## Records from a collection
=== Begin Enclosure ===
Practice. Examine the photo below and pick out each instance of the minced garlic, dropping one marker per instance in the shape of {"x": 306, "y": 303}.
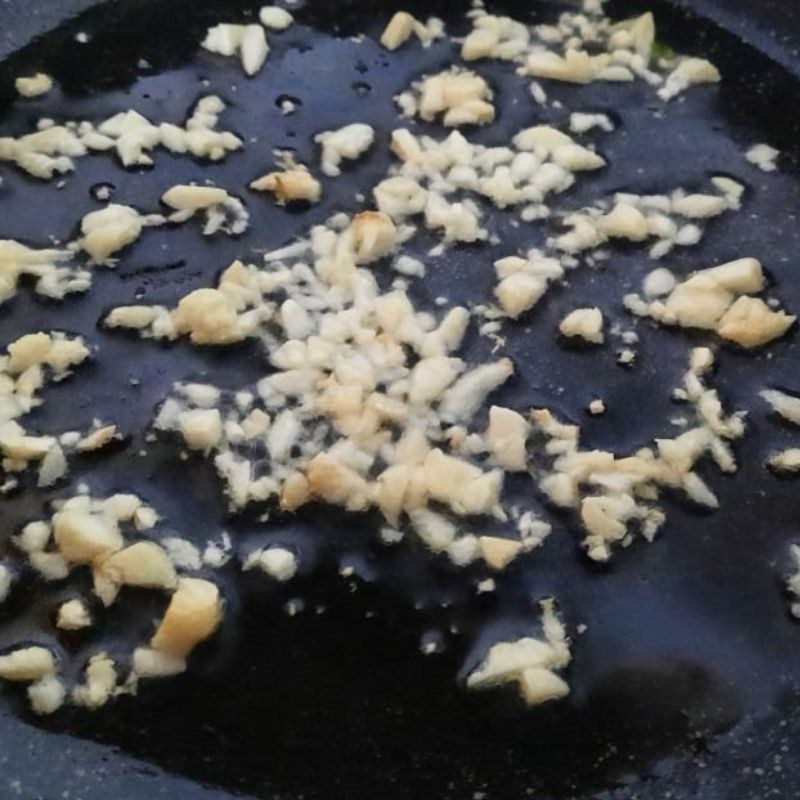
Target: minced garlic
{"x": 34, "y": 85}
{"x": 532, "y": 664}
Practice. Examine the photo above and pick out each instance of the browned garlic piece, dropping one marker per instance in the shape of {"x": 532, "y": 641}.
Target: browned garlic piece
{"x": 194, "y": 613}
{"x": 289, "y": 185}
{"x": 402, "y": 26}
{"x": 718, "y": 299}
{"x": 248, "y": 42}
{"x": 461, "y": 96}
{"x": 344, "y": 144}
{"x": 142, "y": 564}
{"x": 33, "y": 85}
{"x": 785, "y": 460}
{"x": 533, "y": 664}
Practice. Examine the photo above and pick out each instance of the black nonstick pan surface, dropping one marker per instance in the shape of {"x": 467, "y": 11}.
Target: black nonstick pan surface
{"x": 685, "y": 683}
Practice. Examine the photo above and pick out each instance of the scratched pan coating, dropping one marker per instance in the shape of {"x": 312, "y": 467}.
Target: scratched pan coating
{"x": 686, "y": 679}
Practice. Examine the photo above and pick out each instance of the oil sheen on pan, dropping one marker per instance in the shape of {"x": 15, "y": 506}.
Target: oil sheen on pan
{"x": 398, "y": 402}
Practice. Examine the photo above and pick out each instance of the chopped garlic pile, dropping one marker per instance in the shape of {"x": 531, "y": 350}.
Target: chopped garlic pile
{"x": 350, "y": 363}
{"x": 541, "y": 162}
{"x": 30, "y": 362}
{"x": 719, "y": 299}
{"x": 107, "y": 536}
{"x": 615, "y": 496}
{"x": 52, "y": 149}
{"x": 367, "y": 402}
{"x": 671, "y": 220}
{"x": 533, "y": 664}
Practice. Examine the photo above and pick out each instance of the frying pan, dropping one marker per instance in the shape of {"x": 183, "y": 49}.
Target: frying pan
{"x": 685, "y": 682}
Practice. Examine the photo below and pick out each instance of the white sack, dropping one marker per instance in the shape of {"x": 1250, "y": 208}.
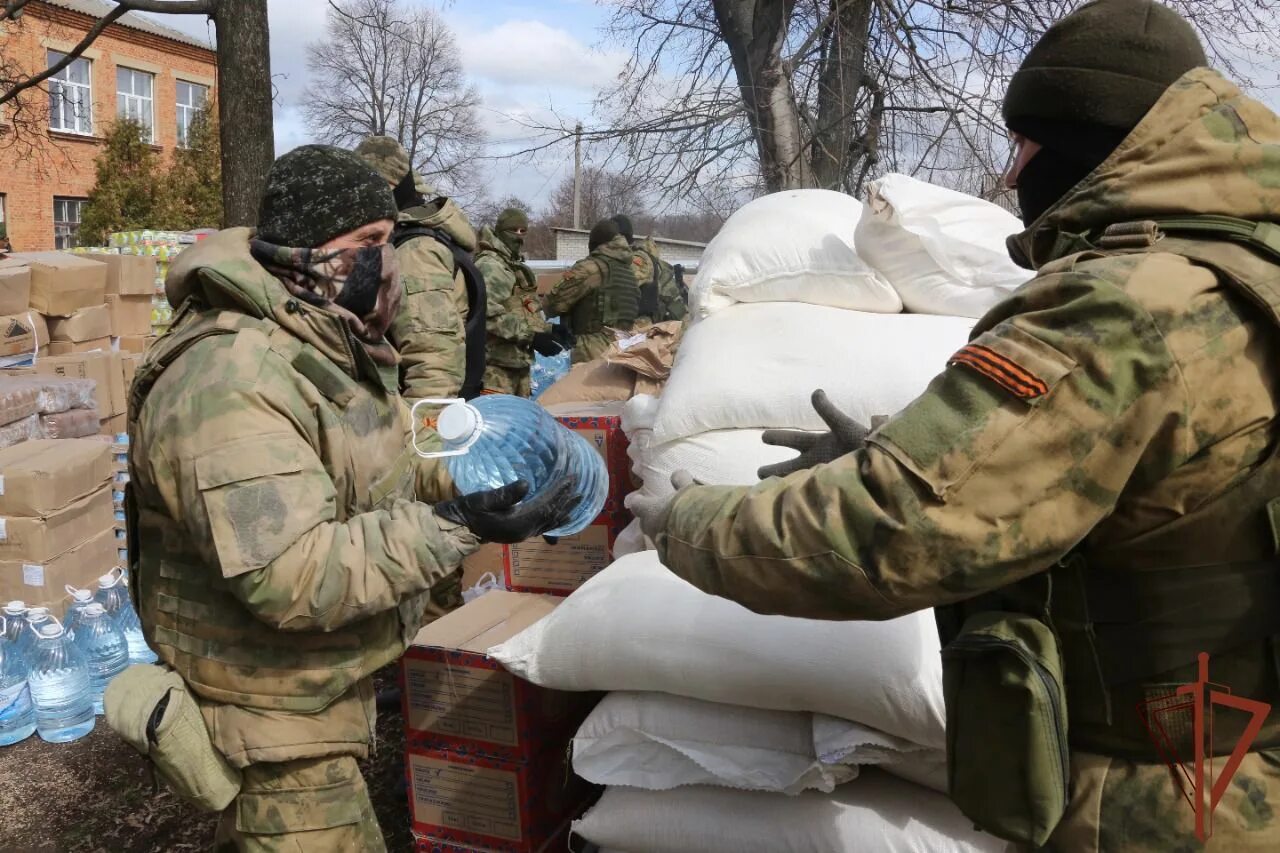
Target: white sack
{"x": 795, "y": 246}
{"x": 757, "y": 366}
{"x": 636, "y": 626}
{"x": 876, "y": 812}
{"x": 941, "y": 250}
{"x": 840, "y": 742}
{"x": 658, "y": 742}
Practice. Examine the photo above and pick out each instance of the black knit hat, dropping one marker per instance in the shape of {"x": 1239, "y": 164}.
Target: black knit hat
{"x": 318, "y": 192}
{"x": 603, "y": 232}
{"x": 1106, "y": 63}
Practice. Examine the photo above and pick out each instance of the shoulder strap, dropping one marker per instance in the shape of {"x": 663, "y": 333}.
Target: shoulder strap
{"x": 472, "y": 379}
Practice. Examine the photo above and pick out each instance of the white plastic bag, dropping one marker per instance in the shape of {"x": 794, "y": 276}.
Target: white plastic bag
{"x": 874, "y": 813}
{"x": 757, "y": 366}
{"x": 659, "y": 742}
{"x": 636, "y": 626}
{"x": 794, "y": 246}
{"x": 941, "y": 250}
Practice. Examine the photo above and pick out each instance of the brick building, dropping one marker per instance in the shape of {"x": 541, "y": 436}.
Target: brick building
{"x": 137, "y": 68}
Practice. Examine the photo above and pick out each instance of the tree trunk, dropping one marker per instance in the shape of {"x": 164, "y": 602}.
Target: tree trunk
{"x": 243, "y": 106}
{"x": 835, "y": 149}
{"x": 755, "y": 32}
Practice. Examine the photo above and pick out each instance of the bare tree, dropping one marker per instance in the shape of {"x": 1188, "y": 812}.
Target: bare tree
{"x": 387, "y": 71}
{"x": 243, "y": 99}
{"x": 723, "y": 99}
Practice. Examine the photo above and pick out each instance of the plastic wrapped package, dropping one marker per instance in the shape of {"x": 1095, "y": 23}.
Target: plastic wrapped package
{"x": 19, "y": 430}
{"x": 17, "y": 400}
{"x": 74, "y": 423}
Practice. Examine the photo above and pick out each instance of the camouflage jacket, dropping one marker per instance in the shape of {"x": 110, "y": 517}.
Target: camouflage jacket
{"x": 515, "y": 315}
{"x": 671, "y": 304}
{"x": 429, "y": 331}
{"x": 1107, "y": 397}
{"x": 580, "y": 282}
{"x": 286, "y": 547}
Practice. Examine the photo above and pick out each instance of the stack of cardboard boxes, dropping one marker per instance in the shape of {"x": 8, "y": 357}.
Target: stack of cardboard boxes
{"x": 488, "y": 753}
{"x": 56, "y": 525}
=== End Enclosure ===
## Action item
Please transcribe exactly the lines above from the line that has "the black nonstick" up to and including the line that has "of the chopped"; no other line belongs in the answer.

## Solved exercise
Practice. Examine the photo above and pick out each instance of the black nonstick pan surface, dropping one marker per instance in the shape of {"x": 467, "y": 11}.
Target: black nonstick pan surface
{"x": 685, "y": 683}
Practice. Examine the photo above and pick out each instance of the scratched pan coating, dropping one marker per instance in the shape of {"x": 312, "y": 467}.
Target: scratched pan coating
{"x": 686, "y": 679}
Practice. Examine the photo above and pick out each instance of the oil sheen on pan, dropping one marker per instance in the shape of {"x": 15, "y": 506}.
Target: oil sheen on pan
{"x": 398, "y": 402}
Practice. Examine the photo above and pick out each instance of the chopped garlic pile, dropping one marker per instance in the shape of {"x": 531, "y": 350}.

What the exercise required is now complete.